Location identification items
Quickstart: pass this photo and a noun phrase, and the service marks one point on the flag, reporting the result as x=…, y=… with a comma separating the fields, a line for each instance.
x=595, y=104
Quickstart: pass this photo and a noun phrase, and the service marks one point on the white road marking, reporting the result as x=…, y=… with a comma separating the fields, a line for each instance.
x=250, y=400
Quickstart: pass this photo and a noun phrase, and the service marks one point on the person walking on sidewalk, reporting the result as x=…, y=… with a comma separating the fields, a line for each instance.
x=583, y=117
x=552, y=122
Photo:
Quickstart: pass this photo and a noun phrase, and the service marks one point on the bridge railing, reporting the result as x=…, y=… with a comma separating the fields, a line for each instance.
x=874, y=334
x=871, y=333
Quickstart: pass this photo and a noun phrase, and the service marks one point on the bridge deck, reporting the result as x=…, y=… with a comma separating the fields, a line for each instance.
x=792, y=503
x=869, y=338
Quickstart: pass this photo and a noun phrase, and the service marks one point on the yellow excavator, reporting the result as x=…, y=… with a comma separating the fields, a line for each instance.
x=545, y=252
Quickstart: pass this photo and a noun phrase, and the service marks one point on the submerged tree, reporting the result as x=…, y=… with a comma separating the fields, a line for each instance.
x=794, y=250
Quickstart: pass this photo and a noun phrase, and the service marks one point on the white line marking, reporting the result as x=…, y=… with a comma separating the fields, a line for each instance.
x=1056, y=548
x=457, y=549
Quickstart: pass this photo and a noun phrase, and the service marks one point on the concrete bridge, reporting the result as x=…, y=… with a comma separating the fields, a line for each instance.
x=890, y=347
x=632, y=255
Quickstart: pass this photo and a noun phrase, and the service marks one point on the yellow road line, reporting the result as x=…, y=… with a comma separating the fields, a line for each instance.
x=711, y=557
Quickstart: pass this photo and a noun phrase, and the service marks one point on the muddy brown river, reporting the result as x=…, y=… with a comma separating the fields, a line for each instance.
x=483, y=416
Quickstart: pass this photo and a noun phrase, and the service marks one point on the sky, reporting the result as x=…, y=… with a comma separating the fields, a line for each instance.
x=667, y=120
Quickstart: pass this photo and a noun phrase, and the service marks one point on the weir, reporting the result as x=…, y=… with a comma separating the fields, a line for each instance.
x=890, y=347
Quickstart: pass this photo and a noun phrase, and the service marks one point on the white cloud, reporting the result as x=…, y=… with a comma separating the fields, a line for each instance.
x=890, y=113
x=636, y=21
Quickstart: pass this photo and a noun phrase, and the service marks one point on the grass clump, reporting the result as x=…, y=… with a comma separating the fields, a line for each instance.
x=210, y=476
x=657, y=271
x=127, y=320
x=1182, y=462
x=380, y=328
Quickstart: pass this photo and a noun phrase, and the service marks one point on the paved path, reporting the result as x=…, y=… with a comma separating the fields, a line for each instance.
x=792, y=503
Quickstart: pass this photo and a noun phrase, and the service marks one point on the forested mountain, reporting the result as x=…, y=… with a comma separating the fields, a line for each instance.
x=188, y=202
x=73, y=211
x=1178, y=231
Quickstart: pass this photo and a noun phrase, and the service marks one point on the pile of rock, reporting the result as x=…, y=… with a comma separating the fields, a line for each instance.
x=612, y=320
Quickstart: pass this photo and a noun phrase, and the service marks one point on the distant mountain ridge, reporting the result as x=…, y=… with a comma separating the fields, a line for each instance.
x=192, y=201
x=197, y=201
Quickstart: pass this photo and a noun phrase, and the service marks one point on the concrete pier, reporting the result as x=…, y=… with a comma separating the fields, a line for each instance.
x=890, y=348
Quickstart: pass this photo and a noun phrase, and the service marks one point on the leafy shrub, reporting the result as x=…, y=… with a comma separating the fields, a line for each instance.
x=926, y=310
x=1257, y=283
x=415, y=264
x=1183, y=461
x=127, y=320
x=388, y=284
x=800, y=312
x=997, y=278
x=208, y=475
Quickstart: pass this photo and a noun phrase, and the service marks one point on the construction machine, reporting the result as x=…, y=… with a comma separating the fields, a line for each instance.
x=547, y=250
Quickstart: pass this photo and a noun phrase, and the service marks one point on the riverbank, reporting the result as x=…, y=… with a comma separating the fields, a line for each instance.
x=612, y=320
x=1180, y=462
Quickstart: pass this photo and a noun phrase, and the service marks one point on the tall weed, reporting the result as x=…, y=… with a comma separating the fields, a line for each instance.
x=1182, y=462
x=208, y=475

AIM: Reproduce the listing in full, switching every "noun phrase" to "short description" and leaving everything else unchanged.

WRITTEN ANSWER:
Quickstart: pass this photo and a short description, and the service marks one point on the flag, reporting the result as x=…, y=… with a comma separating the fields, a line for each instance.
x=595, y=104
Quickstart: pass this photo and a short description, and the service marks one point on the white road marking, reporting the result as x=…, y=… with a comma separating the fields, a line for each instance.
x=250, y=400
Quickstart: pass this photo and a short description, and the service marks one point on the person walking on sidewalk, reporting the result as x=…, y=… with a comma separating the fields, a line for each instance.
x=583, y=117
x=552, y=122
Photo:
Quickstart: pass this photo and a short description, and the service marks one point on the bridge railing, reporting the result as x=…, y=… with a comma separating the fields, a line for each instance.
x=874, y=334
x=871, y=333
Quickstart: pass this photo and a short description, and the service marks one point on the bridge deck, reporting the result as x=…, y=… with a comma separating the fields, a line for each instance.
x=792, y=503
x=869, y=338
Quickstart: pass this photo and a short description, and the service marks one point on the yellow excavator, reporting the result as x=…, y=… with a comma separating the fields, a line for each instance.
x=545, y=252
Quickstart: pass this photo and a short description, and the service marks one point on the submerged tree, reporting the result as x=…, y=… with a comma separating the fields, a line for each instance.
x=794, y=250
Quickstart: pass this photo and a short description, and the service marks one point on the white line marking, reporting the result as x=…, y=… with a comma separating the fields, a line for each instance.
x=1056, y=548
x=457, y=549
Quickstart: pass this photo and a short description, and the service marks one point on the concrete bridge, reporting the result as x=…, y=… with a comma separating the fields, a line for each instance.
x=890, y=347
x=632, y=255
Quickstart: pass this photo and a short description, and the service marks one point on the yellow road line, reporting the result as x=…, y=… with a comma separating the fields, a line for each instance.
x=711, y=557
Quickstart: pass this photo and a short description, and the service marks one point on the muddy brown river, reporting the result as x=…, y=… with a comma separating the fields, a line for each instance.
x=483, y=416
Quickstart: pass this photo and a short description, and the service marks one point on the sky, reporting the result as x=…, y=… with a comma separating the fields, a line for each instance.
x=667, y=120
Quickstart: pass this photo and a short description, and the service marks one point on the weir, reporting the result as x=…, y=… with a comma separating the fields, a line for each instance.
x=890, y=347
Quickstart: pass this photo and a short description, and the service marks one point on the white cloud, reporting the result as x=…, y=… with a comma separating the fields, a line for each instance.
x=890, y=113
x=636, y=21
Quickstart: pass this photo and a short description, and the service marks one point on the grass clump, reporting the result as x=…, y=… with a comma separating the fields, a line for each instance.
x=210, y=476
x=657, y=271
x=127, y=320
x=1182, y=462
x=380, y=328
Quickstart: pass this photo and a short description, and the service marks one point on the paved path, reporting the result as x=…, y=… with a comma separating the fields, a line for each instance.
x=792, y=503
Quickstart: pass this photo and a short description, and the service marks one point on the forested mountain, reporting the result as x=…, y=… with a comma separating the fields, a line for each instance.
x=188, y=202
x=73, y=211
x=1178, y=231
Quickstart: pass this photo and a short description, and the service marks one point on the pile of rock, reporting the result as x=…, y=… with a comma separating the fields, a line for each instance.
x=612, y=320
Quickstart: pass this photo and a short description, and the service marks one point on the distant mountain ridge, reporting the result as x=…, y=… with a comma separating the fields, a line for each instance.
x=192, y=201
x=197, y=201
Quickstart: pass this photo and a short description, and the service marks one point on the concrete pier, reporting the result as x=…, y=… with a comma separating the fields, a line for each instance.
x=890, y=348
Quickstart: pass this photo and a short description, and the service marks one point on the leafy shrub, reporting the result as x=…, y=… with a comma separating the fields, a line for each instance.
x=926, y=310
x=1257, y=283
x=415, y=264
x=1183, y=461
x=127, y=320
x=388, y=284
x=800, y=312
x=997, y=278
x=208, y=475
Quickstart: pass this photo and a short description, and the service marks one point on the construction machine, reporting the result as x=…, y=… with a comma separating the fields, a line for each instance.
x=547, y=250
Quickstart: pass this photo and a short description, and the service marks one point on the riverbank, reporting the result as x=…, y=… with a comma separating the fields, a line for each instance.
x=612, y=320
x=1180, y=462
Quickstart: pass this photo and a short description, and the service marks one point on the tall weed, reporting the result as x=…, y=… with a comma separating the fields, a line for each instance.
x=1182, y=462
x=208, y=475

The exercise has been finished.